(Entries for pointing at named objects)
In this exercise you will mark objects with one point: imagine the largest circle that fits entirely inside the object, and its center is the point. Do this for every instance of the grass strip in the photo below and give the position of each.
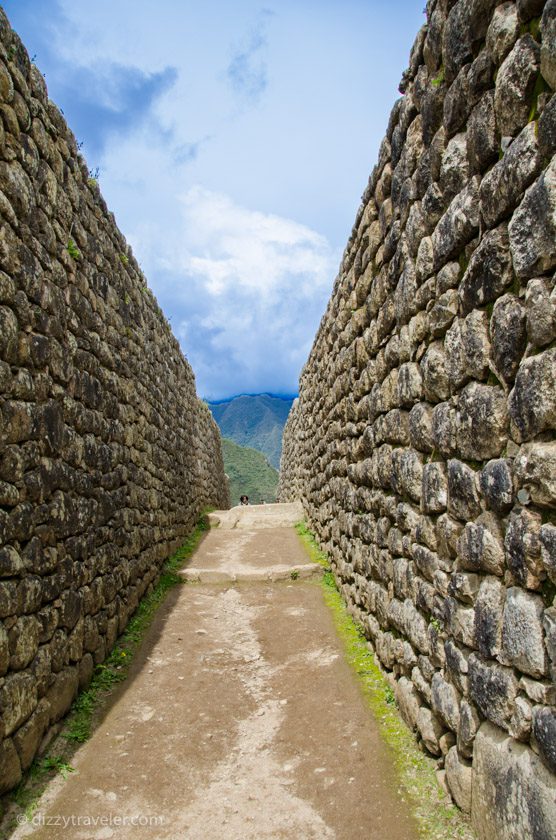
(436, 817)
(79, 722)
(116, 666)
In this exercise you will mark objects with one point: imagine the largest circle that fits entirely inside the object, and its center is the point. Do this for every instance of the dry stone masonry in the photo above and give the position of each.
(107, 457)
(422, 444)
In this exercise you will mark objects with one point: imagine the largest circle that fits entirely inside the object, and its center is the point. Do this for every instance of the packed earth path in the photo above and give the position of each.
(240, 717)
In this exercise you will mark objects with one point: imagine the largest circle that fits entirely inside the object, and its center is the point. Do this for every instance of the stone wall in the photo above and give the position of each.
(422, 445)
(107, 457)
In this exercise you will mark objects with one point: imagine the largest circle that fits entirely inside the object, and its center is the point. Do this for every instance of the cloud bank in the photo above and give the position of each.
(246, 290)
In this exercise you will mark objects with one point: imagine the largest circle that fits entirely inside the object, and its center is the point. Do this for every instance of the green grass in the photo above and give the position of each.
(80, 720)
(116, 666)
(249, 472)
(436, 817)
(73, 250)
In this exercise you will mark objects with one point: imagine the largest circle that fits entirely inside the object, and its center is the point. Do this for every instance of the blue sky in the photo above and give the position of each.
(234, 141)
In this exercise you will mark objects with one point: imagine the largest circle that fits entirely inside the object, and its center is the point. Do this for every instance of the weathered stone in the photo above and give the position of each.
(503, 187)
(535, 471)
(483, 142)
(469, 723)
(548, 549)
(460, 621)
(445, 701)
(522, 632)
(512, 793)
(18, 699)
(29, 736)
(434, 496)
(420, 427)
(497, 485)
(523, 548)
(430, 729)
(514, 85)
(482, 421)
(435, 375)
(549, 624)
(24, 641)
(548, 50)
(502, 31)
(465, 28)
(62, 692)
(532, 228)
(11, 768)
(508, 331)
(544, 730)
(480, 547)
(488, 617)
(408, 701)
(443, 312)
(10, 561)
(521, 720)
(463, 498)
(532, 402)
(464, 586)
(459, 776)
(493, 689)
(541, 313)
(546, 132)
(458, 225)
(489, 271)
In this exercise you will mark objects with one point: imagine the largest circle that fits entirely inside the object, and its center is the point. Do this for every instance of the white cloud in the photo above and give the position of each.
(247, 289)
(234, 248)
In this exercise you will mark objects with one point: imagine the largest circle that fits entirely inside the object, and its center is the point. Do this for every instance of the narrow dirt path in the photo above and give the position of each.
(240, 718)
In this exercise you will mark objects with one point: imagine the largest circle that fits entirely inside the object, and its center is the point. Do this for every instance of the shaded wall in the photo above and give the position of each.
(422, 443)
(107, 457)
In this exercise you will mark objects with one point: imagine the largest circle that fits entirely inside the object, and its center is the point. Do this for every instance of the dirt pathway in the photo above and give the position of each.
(240, 718)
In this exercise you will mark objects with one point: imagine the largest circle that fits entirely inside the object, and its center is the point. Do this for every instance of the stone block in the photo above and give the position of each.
(488, 617)
(458, 225)
(62, 693)
(10, 767)
(489, 271)
(523, 547)
(535, 471)
(493, 690)
(408, 701)
(532, 402)
(481, 548)
(548, 48)
(497, 485)
(434, 494)
(463, 497)
(512, 792)
(482, 422)
(503, 31)
(28, 737)
(508, 331)
(430, 729)
(541, 312)
(544, 730)
(469, 723)
(503, 186)
(458, 776)
(18, 699)
(522, 632)
(532, 229)
(445, 701)
(514, 85)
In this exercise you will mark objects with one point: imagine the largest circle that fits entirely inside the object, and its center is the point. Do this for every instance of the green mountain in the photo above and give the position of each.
(249, 473)
(256, 421)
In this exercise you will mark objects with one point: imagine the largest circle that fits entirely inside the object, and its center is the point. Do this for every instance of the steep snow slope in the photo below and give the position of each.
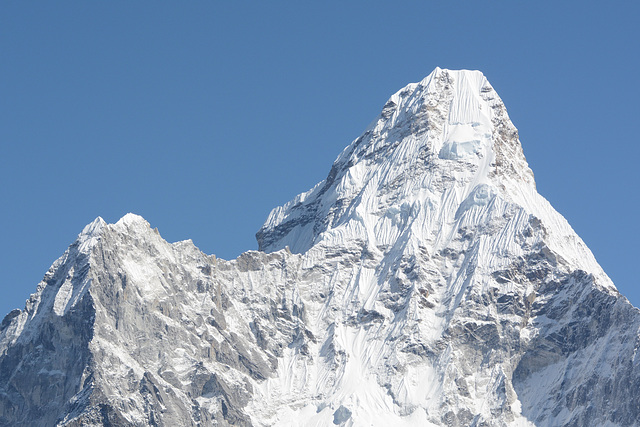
(423, 282)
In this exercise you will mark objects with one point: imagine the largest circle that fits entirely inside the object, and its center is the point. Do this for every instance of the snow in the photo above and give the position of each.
(400, 291)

§ YOUR OBJECTIVE: Could you copy out all the lines above word for word, leaving the pictures out?

§ COMPLETE OUTPUT:
In this exercise you will mark objects with one point: imagine the largest circle that fits entirely inside the object, and its center is the point. Do this for every instance of the grass strip in the photo below and give the position of each.
(436, 817)
(79, 722)
(116, 666)
In this exercise you will mark objects with one point: imagine the largest circle that fits entirely inside the object, and its center is the point. Do this for every instance of the dry stone masonry in the photo above and give the position of each.
(107, 457)
(422, 444)
In this exercise you will mark objects with one point: imagine the largest circle that fits entirely inside the object, and its center is the point. Do this for every instance of the packed earth path in the photo above and give the position of each.
(240, 717)
In this exercise you will mark objects with one point: imagine the largest circle that fits entirely inside the object, and its center is the point. Do this for every instance of the stone wall in the photo above and give the position of each.
(422, 445)
(107, 457)
In this exercise you will mark objects with one point: imagine the largest circle that fits entirely inside the object, and its center is the point. Do this for every instance of the cloud bank in the photo above and give the position of each.
(246, 290)
In this exercise you will mark objects with one point: imagine the largest circle that fits entirely inside the object, and its center is the point. Do this for every instance of the green grass in the photo above and give the position of each.
(80, 720)
(116, 666)
(249, 472)
(436, 817)
(73, 250)
In this exercise you will mark objects with one point: imagine the largest circle that fits entirely inside the object, and its center is the point. Do this for every instance of the blue sky in the photo above and give the position of each.
(234, 141)
In this exercise you will mark objects with one point: imagine the largest circle that fits entirely inside the object, and its center is the point. Do this for every instance of the weathered stone in the photo above and give the position of each.
(503, 187)
(535, 471)
(483, 142)
(469, 723)
(548, 549)
(460, 621)
(445, 701)
(522, 632)
(512, 793)
(18, 699)
(29, 736)
(434, 496)
(420, 427)
(497, 485)
(523, 548)
(430, 729)
(514, 85)
(482, 421)
(435, 375)
(549, 624)
(24, 641)
(548, 50)
(502, 31)
(465, 28)
(62, 692)
(532, 228)
(11, 768)
(508, 331)
(544, 730)
(480, 547)
(488, 617)
(408, 701)
(443, 312)
(10, 561)
(521, 720)
(463, 498)
(532, 402)
(464, 586)
(459, 776)
(493, 689)
(541, 313)
(546, 132)
(458, 225)
(489, 271)
In this exercise you will mark objects with one point: imagine the largest circle that fits entirely inside the object, and its center is the point. Do this for every instance of the white cloud in the photo above and give the position of each.
(247, 289)
(234, 248)
In this exercise you will mark objects with one point: imagine the largest circle that fits entirely inside the object, and its center is the point. Do this for every instance of the narrow dirt path in the photo above and give the position of each.
(240, 718)
In this exercise you will mark objects with one point: imagine the largest circle that fits entirely inside the object, and its center is the point. Do this for every instance of the shaded wall in the photo above and give the position of each.
(422, 443)
(107, 457)
In this exercise you will mark objects with one point: imagine the largest circle that fits entirely inside the object, and its center is the point. Do this for every instance of the dirt pathway in the photo above and give the position of each.
(240, 718)
In this exercise you will mark objects with one point: imagine the largest circle that fits entirely inside the object, and its center is the point. Do this for every instance of the stone block in the photo above and give the position of each.
(488, 617)
(458, 225)
(62, 693)
(10, 767)
(489, 271)
(523, 547)
(535, 471)
(493, 690)
(408, 701)
(532, 402)
(481, 548)
(548, 48)
(497, 485)
(434, 494)
(463, 497)
(512, 792)
(482, 422)
(503, 31)
(28, 737)
(508, 331)
(430, 729)
(541, 312)
(544, 730)
(469, 723)
(503, 186)
(458, 776)
(18, 699)
(522, 632)
(532, 229)
(445, 701)
(514, 85)
In this exercise you will mark objects with one point: imagine the largest circle that fits entirely inside the object, and its center is the point. Do this for every instance of the green mountain in the photo above and give the position of each.
(249, 473)
(256, 421)
In this exercise you will mark objects with one point: imagine the largest circle that fits entirely inside the object, and its center is the point. Do this for every instance of the steep snow slope in the photo below and give the position of each.
(423, 282)
In this exercise you will mark objects with one point: imagine the largest circle that fits entirely inside the object, and its center is the point. Do this for every instance of the snow in the photo above and give the position of each.
(400, 291)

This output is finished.